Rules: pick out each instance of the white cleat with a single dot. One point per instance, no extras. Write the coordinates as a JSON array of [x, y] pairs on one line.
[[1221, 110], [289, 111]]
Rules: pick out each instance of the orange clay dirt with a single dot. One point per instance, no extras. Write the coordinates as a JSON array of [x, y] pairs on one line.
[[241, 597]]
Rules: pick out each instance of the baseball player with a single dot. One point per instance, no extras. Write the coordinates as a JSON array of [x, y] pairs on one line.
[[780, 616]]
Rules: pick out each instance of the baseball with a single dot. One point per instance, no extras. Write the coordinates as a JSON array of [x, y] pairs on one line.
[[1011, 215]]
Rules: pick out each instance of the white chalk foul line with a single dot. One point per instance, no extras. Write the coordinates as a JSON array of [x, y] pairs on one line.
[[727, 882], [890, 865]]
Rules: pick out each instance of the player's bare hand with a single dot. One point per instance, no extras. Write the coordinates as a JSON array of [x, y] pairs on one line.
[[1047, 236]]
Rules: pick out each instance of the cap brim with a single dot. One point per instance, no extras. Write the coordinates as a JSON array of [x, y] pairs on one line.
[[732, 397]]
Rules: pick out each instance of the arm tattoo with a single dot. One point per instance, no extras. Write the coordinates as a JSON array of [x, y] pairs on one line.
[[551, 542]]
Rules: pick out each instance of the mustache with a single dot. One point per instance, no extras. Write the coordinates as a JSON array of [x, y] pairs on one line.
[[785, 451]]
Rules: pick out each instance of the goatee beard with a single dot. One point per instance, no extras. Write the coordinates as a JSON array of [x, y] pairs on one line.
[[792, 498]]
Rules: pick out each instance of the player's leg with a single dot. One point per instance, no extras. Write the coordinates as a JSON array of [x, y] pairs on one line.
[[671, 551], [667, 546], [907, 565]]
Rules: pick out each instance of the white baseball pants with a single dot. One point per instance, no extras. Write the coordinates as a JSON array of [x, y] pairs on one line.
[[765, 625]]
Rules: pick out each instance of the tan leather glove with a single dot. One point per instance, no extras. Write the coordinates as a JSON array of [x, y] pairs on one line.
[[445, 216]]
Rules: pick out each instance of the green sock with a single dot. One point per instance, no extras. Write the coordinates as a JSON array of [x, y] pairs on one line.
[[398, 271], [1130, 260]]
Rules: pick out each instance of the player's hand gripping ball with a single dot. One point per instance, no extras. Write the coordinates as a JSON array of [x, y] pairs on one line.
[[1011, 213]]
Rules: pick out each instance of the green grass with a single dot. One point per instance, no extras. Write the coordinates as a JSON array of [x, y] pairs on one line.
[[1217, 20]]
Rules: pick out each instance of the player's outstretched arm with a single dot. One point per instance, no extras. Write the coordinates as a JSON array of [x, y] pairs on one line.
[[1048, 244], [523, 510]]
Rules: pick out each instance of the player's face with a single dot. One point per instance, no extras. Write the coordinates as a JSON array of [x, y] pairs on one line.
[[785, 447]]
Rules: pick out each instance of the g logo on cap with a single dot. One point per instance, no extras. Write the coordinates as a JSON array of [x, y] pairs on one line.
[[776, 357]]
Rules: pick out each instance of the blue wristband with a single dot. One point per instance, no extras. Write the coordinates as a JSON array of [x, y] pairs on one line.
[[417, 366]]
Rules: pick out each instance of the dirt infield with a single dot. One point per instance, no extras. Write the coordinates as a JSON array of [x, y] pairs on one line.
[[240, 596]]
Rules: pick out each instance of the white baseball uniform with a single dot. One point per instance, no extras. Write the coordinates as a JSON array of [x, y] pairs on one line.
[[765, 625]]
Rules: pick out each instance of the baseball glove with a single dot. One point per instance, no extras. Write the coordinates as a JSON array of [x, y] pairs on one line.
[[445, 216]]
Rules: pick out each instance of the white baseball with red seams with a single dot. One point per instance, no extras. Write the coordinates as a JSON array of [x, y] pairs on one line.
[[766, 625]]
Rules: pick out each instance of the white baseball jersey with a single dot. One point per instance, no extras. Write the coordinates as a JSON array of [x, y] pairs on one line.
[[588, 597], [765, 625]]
=======
Required action | Exactly as they stand above, repeat all the records.

Exercise response |
Rules: pick out each instance of the white cleat with a single dot. One point per instance, no extras. Write the coordinates as a JSON array of [x, y] pairs on one line.
[[1221, 110], [289, 111]]
Rules: pick out each instance of the orange clay dirt with a single dot. One point per instance, no extras. Write the coordinates as a JSON array of [x, y] pairs on one line.
[[241, 597]]
Rules: pick out each instance of the baseball player with a single dot. One point per instance, no extras. Write the coordinates as a JSON array of [x, y] pairs on one line.
[[780, 616]]
Rules: pick out each instance of the baseball with a single dot. One point per instance, no extras. Write the coordinates as a JSON array of [x, y] pairs on one line.
[[1011, 215]]
Rules: pick out each instance of the white chalk foul line with a single dot. One point per instance, no extras. Write the coordinates as a JSON array of [x, y] pairs on one line.
[[727, 882], [890, 865]]
Rules: pick out each instance of the player's bare hand with a single dot. One point per instance, no extras. Write the coordinates as a JSON array of [x, y] pairs on one line.
[[1047, 236]]
Rules: pick out each instance of the cap brim with a single dot. One point per instance, no extras. Write the coordinates as a JSON array of [x, y] pairs on one line.
[[732, 397]]
Rules: pick out each instance of the arm tattoo with a single dot. One point per instance, no extras. Write the coordinates as a JSON array of [x, y] pairs on one line.
[[551, 542]]
Rules: pick out each instance of the mustache with a single dot. One point per instance, no extras. Write the coordinates as a JSON array of [x, y] pairs on one line.
[[785, 451]]
Rules: pick out each instance of the goatee beard with a single dot. One point per instance, no extras. Write the coordinates as a JSON array of [x, y] pairs on one line.
[[792, 498]]
Rules: pick out each instance of the player's leg with a single dot. One point per instance, no extras. Write the coordinates as a JSON array of [x, y] pairs on one line.
[[671, 551], [667, 546], [907, 565]]
Rules: pick out each instance of the white baseball pants with a single dot. One point per instance, no extras. Write the coordinates as a JSON array of [x, y] pairs on one line.
[[765, 625]]
Rules: pick out each instance of the tan leather glove with a single dot. One point per instance, no extras. Write the coordinates as a JSON array of [x, y] pairs on one line.
[[445, 216]]
Rules: pick out each instance of the green sock with a single dot. One point per instance, no extras. Write the coordinates as a JSON array of [x, y] pairs on one line.
[[398, 271], [1130, 260]]
Rules: pick out each instance of the player's hand gripping ball with a single dot. One point per instance, no extras. Write the coordinates as a JSON array of [x, y] pairs on one line.
[[1011, 213]]
Rules: pick out each instance of the green grass with a single dot. One point per instance, no extras. Write the coordinates as a JSON array of [x, y] pairs on one line.
[[1217, 20]]
Rules: pick out each instance of the player's outstretched arm with a single dot. One point per instance, no extras. Write the coordinates as a JSON array of [x, y] pairs on one line.
[[1048, 244], [523, 510]]
Rules: pick out each instance of the player's face with a single dot. One point per instance, no extras. Write the coordinates as a JSON array of [x, y] pairs on one line.
[[785, 447]]
Rules: pick out each instance of the g logo on cap with a single dot. One point per instance, no extras. Write the coordinates as a JSON array of [x, y] pairs on one line.
[[776, 357]]
Rules: pick out each instance of the blue wristband with a single dot. One point per instance, no extras. Write the coordinates as a JSON array of [x, y] pairs on one line.
[[417, 366]]
Rules: pick out each instance of the dirt infield with a single dot. One point per instance, no extras. Write the coordinates as a JSON array of [x, y] pairs on one line.
[[240, 596]]
Rules: pick out each instance of the white baseball uniform with a single dot. One point per instance, no extras. Write the coordinates as a JSON array of [x, y] pairs on one line.
[[765, 625]]
Rules: pick out each instance of the baseball glove with a single dot. One point per instance, no extras. Write the coordinates as a JSON array of [x, y] pairs on one line.
[[445, 216]]
Rules: pick out each instance of the white baseball with red seams with a single dot. One point per instance, no extras. Write the coordinates as a JSON array of [x, y] pairs on one line.
[[766, 625]]
Rules: pick out each instance of the white baseball jersey with a single dot. One point per instance, no extras. Write the coordinates as a JSON array of [x, y] pairs on one line.
[[588, 597], [765, 625]]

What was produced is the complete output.